======== Exercise materials ========

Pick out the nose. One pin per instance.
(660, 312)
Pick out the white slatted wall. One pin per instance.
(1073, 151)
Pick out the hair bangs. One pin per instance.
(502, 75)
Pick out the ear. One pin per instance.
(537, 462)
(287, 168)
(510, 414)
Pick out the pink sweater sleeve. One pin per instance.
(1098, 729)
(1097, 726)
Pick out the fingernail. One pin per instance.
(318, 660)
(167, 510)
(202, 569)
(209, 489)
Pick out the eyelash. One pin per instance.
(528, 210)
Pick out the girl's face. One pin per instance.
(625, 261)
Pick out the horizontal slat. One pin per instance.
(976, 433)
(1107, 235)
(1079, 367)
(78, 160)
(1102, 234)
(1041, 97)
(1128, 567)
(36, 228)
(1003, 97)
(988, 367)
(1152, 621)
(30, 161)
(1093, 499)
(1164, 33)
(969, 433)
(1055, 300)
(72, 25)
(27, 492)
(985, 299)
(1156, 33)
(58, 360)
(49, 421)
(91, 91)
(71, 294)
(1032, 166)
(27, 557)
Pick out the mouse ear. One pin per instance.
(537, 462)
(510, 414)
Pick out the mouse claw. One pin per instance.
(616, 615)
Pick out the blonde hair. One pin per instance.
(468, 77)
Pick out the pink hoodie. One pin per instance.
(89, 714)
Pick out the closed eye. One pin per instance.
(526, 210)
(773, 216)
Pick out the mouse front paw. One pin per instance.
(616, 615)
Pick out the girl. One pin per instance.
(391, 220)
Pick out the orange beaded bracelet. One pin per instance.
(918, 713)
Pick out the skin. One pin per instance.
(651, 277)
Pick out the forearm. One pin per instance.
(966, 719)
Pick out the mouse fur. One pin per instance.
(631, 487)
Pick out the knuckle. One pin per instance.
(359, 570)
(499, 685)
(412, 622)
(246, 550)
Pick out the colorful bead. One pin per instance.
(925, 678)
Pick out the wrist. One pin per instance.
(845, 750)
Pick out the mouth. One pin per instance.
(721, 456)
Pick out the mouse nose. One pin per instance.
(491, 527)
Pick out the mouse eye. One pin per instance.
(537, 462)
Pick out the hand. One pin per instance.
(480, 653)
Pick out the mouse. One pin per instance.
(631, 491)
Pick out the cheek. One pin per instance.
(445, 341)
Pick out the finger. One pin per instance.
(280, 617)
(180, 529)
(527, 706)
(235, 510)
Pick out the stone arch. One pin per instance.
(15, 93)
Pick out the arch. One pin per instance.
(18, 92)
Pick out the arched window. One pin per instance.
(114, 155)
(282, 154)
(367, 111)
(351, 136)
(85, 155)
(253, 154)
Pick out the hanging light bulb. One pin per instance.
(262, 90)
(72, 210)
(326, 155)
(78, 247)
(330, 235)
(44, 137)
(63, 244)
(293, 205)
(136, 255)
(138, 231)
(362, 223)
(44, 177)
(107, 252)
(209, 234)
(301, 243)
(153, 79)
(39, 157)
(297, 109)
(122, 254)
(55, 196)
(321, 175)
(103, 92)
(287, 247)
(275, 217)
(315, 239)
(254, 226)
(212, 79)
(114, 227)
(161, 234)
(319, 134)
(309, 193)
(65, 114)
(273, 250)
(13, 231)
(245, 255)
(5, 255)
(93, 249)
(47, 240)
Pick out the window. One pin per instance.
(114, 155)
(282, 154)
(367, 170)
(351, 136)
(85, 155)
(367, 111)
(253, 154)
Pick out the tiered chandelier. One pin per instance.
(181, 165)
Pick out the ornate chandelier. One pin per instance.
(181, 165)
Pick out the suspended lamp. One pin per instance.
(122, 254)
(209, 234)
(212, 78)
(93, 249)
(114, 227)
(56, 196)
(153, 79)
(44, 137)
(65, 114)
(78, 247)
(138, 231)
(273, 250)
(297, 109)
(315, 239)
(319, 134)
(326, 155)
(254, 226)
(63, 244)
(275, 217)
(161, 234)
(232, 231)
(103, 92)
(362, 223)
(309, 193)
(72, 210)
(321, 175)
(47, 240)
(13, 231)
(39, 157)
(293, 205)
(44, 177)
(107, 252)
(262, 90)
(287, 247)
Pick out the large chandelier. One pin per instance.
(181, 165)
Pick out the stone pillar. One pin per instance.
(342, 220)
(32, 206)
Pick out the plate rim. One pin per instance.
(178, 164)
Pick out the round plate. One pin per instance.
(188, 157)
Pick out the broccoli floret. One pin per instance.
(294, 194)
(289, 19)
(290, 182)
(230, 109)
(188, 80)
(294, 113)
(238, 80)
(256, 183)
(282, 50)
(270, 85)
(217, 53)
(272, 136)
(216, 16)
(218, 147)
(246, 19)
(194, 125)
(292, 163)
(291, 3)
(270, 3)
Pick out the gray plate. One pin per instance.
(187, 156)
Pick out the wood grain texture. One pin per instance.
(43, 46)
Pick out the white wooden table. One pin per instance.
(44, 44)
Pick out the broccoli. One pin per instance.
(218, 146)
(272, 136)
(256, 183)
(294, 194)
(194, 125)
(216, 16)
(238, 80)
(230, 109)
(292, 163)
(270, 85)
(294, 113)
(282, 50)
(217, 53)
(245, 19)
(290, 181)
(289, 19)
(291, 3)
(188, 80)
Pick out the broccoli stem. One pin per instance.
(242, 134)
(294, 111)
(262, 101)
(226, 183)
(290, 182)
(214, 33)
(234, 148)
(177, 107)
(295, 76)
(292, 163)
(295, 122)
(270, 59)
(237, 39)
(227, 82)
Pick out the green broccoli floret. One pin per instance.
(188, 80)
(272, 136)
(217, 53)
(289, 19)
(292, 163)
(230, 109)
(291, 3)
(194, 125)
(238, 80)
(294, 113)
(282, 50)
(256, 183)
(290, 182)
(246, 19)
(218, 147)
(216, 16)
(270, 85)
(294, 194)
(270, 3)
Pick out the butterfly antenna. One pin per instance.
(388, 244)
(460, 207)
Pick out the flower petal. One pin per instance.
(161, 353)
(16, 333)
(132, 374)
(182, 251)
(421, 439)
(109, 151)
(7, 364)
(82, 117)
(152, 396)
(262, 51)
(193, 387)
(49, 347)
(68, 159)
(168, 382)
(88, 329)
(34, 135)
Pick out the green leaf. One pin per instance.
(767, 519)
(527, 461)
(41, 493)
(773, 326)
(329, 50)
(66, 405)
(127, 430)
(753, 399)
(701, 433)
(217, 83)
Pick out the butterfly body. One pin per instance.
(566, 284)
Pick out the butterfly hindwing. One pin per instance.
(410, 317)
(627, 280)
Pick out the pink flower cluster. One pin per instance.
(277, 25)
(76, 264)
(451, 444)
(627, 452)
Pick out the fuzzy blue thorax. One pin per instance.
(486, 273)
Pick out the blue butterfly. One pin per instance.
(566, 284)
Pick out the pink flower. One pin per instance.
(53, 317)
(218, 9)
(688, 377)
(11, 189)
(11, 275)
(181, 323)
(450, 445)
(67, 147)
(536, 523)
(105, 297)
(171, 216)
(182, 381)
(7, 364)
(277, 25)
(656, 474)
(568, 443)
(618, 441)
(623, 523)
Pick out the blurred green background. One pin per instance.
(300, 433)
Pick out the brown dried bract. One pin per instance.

========

◆ **What the task requires**: Extract, word for word, each line of the listing above.

◆ **Exercise answer**:
Pick out the nose. One pin per instance.
(660, 312)
Pick out the white slatted wall. One pin per instance.
(1073, 151)
Pick out the hair bangs. One pin per instance.
(502, 75)
Pick out the ear. One pin per instance.
(537, 462)
(287, 168)
(510, 414)
Pick out the pink sweater sleeve. One pin per instance.
(1098, 729)
(1097, 726)
Pick out the fingernail. One pin per instance.
(318, 660)
(167, 510)
(202, 569)
(209, 489)
Pick out the eyelash. One pin per instance.
(528, 210)
Pick out the girl's face. One pin per instance.
(625, 261)
Pick out the horizontal slat. One pin per instance.
(976, 433)
(1107, 235)
(1079, 367)
(78, 160)
(1102, 234)
(1041, 97)
(1128, 567)
(36, 228)
(1003, 97)
(988, 367)
(1152, 621)
(30, 161)
(1093, 499)
(1164, 33)
(969, 433)
(1055, 300)
(72, 25)
(27, 492)
(985, 299)
(1156, 33)
(58, 360)
(49, 421)
(91, 91)
(71, 294)
(1032, 166)
(27, 557)
Pick out the mouse ear. One pin per instance.
(537, 462)
(510, 414)
Pick out the mouse claw. One pin per instance.
(616, 615)
Pick out the blonde hair. One pin per instance.
(468, 77)
Pick out the pink hoodie. One pin per instance.
(89, 714)
Pick out the closed eye. One pin per instance.
(526, 210)
(773, 216)
Pick out the mouse front paw. One pin per instance.
(616, 615)
Pick out the girl. One pin per instance.
(391, 220)
Pick out the orange beaded bracelet. One pin per instance.
(918, 713)
Pick out the skin. One pin per instance.
(651, 277)
Pick out the forearm. One pin per instance.
(966, 719)
Pick out the mouse fur. One pin per instance.
(631, 487)
Pick out the knuckle. One pin per instance.
(359, 570)
(499, 685)
(412, 622)
(246, 550)
Pick out the colorful bead. One pin per instance.
(925, 678)
Pick out the wrist. One pin per instance.
(845, 750)
Pick out the mouth. One pin per instance.
(721, 456)
Pick out the mouse nose. One pin per instance.
(491, 527)
Pick out the mouse eye. One pin per instance.
(537, 462)
Pick out the hand. One pin per instance.
(480, 653)
Pick out the mouse. One pin per instance.
(631, 491)
Pick out the cheek. One pin per instance.
(445, 341)
Pick out the finger. One pin per instance.
(280, 617)
(180, 529)
(527, 706)
(235, 510)
Pick out the stone arch. One pin per instance.
(15, 93)
Pick out the arch. One pin per instance.
(18, 92)
Pick out the arched window. One pin per instance.
(114, 155)
(282, 154)
(367, 111)
(351, 136)
(85, 155)
(253, 154)
Pick out the hanging light bulb. One pin per instance.
(262, 90)
(72, 210)
(326, 155)
(78, 247)
(330, 235)
(44, 137)
(63, 244)
(293, 205)
(136, 255)
(138, 231)
(362, 223)
(44, 177)
(107, 252)
(209, 234)
(301, 243)
(153, 79)
(39, 157)
(297, 109)
(122, 254)
(55, 196)
(321, 175)
(103, 92)
(287, 247)
(275, 217)
(315, 239)
(254, 226)
(212, 79)
(114, 227)
(161, 234)
(319, 134)
(309, 193)
(65, 114)
(273, 250)
(13, 231)
(245, 255)
(5, 255)
(93, 249)
(47, 240)
Pick out the window. One pin per instance.
(114, 155)
(282, 154)
(367, 170)
(351, 136)
(85, 155)
(367, 111)
(253, 154)
Pick out the tiered chandelier. One pin per instance.
(181, 165)
Pick out the ornate chandelier. One pin per instance.
(181, 165)
Pick out the suspended lamp. One pin per instance.
(122, 254)
(209, 234)
(212, 78)
(93, 249)
(114, 227)
(56, 196)
(153, 79)
(44, 137)
(65, 114)
(78, 247)
(138, 231)
(273, 250)
(297, 109)
(315, 239)
(319, 134)
(326, 155)
(254, 226)
(63, 244)
(275, 217)
(161, 234)
(232, 231)
(103, 92)
(362, 223)
(309, 193)
(72, 210)
(321, 175)
(47, 240)
(13, 231)
(39, 157)
(293, 205)
(44, 177)
(107, 252)
(262, 90)
(287, 247)
Pick out the large chandelier. One pin per instance.
(181, 165)
Pick out the stone pillar. One pin per instance.
(342, 220)
(32, 206)
Pick out the plate rim. One pin per instance.
(178, 164)
Pick out the round plate. One pin per instance.
(188, 157)
Pick out the broccoli floret. One pin per instance.
(294, 194)
(289, 19)
(290, 182)
(230, 109)
(188, 80)
(294, 113)
(238, 80)
(256, 183)
(282, 50)
(270, 85)
(217, 53)
(272, 136)
(216, 16)
(218, 147)
(246, 19)
(194, 125)
(292, 163)
(291, 3)
(270, 3)
Pick out the gray plate. One pin per instance.
(187, 156)
Pick out the wood grain texture. One pin per instance.
(43, 46)
Pick out the white wooden table. One pin per instance.
(44, 44)
Pick out the broccoli. One pin per instance.
(218, 146)
(272, 136)
(256, 183)
(294, 194)
(194, 125)
(216, 16)
(238, 80)
(230, 109)
(292, 163)
(270, 85)
(294, 113)
(282, 50)
(217, 53)
(245, 19)
(290, 181)
(289, 19)
(291, 3)
(188, 80)
Pick out the broccoli stem. One pin per instance.
(242, 134)
(294, 111)
(262, 101)
(226, 183)
(290, 182)
(214, 33)
(234, 148)
(177, 107)
(295, 76)
(292, 163)
(295, 122)
(270, 59)
(237, 39)
(227, 82)
Pick out the green broccoli floret. One pin per instance.
(188, 80)
(272, 136)
(217, 53)
(289, 19)
(292, 163)
(230, 109)
(291, 3)
(194, 125)
(238, 80)
(294, 113)
(282, 50)
(256, 183)
(290, 182)
(246, 19)
(218, 147)
(216, 16)
(270, 85)
(294, 194)
(270, 3)
Pick out the butterfly antenna. One pin per instance.
(388, 244)
(460, 207)
Pick out the flower petal. One pin per instance.
(161, 353)
(16, 333)
(132, 374)
(182, 251)
(421, 439)
(109, 151)
(7, 364)
(82, 117)
(152, 396)
(262, 51)
(193, 387)
(49, 347)
(68, 159)
(168, 382)
(88, 329)
(34, 135)
Pick out the green leaf. One pin per instance.
(767, 519)
(527, 461)
(41, 493)
(773, 326)
(329, 50)
(66, 405)
(127, 430)
(753, 399)
(701, 433)
(217, 83)
Pick out the butterfly body. One pin per instance.
(566, 284)
Pick out the butterfly hindwing. One pin per instance.
(410, 317)
(627, 280)
Pick out the pink flower cluster. One pin per instance.
(277, 25)
(76, 264)
(451, 444)
(627, 452)
Pick out the fuzzy blue thorax. One pin per instance.
(486, 273)
Pick out the blue butterfly. One pin per instance.
(566, 284)
Pick out the pink flower. One pin per instance.
(53, 317)
(218, 9)
(688, 377)
(11, 189)
(11, 275)
(181, 323)
(450, 445)
(67, 147)
(536, 523)
(105, 297)
(171, 216)
(182, 381)
(7, 364)
(277, 25)
(656, 474)
(568, 443)
(618, 441)
(623, 523)
Pick out the blurred green background. One pin per instance.
(300, 433)
Pick out the brown dried bract. One pin per instance.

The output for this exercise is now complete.